··· Data for analysis ···

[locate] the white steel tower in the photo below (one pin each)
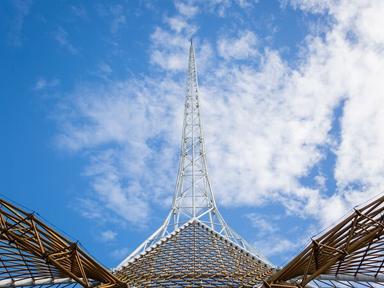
(193, 199)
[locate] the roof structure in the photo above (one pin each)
(33, 254)
(195, 256)
(194, 247)
(350, 254)
(205, 229)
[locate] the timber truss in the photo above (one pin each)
(33, 254)
(351, 254)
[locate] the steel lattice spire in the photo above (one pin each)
(193, 199)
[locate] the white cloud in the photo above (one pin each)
(43, 83)
(186, 9)
(120, 253)
(266, 125)
(61, 36)
(242, 47)
(108, 235)
(118, 15)
(262, 224)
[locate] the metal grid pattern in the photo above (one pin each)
(351, 252)
(195, 256)
(33, 254)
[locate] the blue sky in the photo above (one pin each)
(91, 110)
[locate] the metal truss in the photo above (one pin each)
(351, 254)
(195, 256)
(33, 254)
(193, 198)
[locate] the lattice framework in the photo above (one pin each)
(195, 256)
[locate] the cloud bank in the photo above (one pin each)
(269, 123)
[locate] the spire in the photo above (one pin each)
(193, 196)
(193, 199)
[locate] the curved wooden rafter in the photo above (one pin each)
(350, 252)
(33, 254)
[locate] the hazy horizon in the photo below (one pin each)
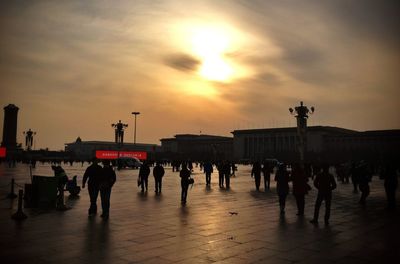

···

§ Work to complete:
Write out exactly the lines from the one containing "[locate] the metal truss" through the end of the entries, both included. Pictures are not copied.

§ Response to the task:
[locate] the metal truss in the photo above (one pin each)
(351, 254)
(195, 256)
(33, 254)
(193, 198)
[locate] the lattice framework in the photo above (one pin each)
(195, 256)
[locate] the cloud bank in the photo above (one pin each)
(269, 123)
[locate] the spire in the photo above (one pin each)
(193, 196)
(193, 199)
[locate] the curved wooden rafter in the photo above (one pin each)
(350, 252)
(33, 254)
[locate] the hazy horizon in the photo below (one pin each)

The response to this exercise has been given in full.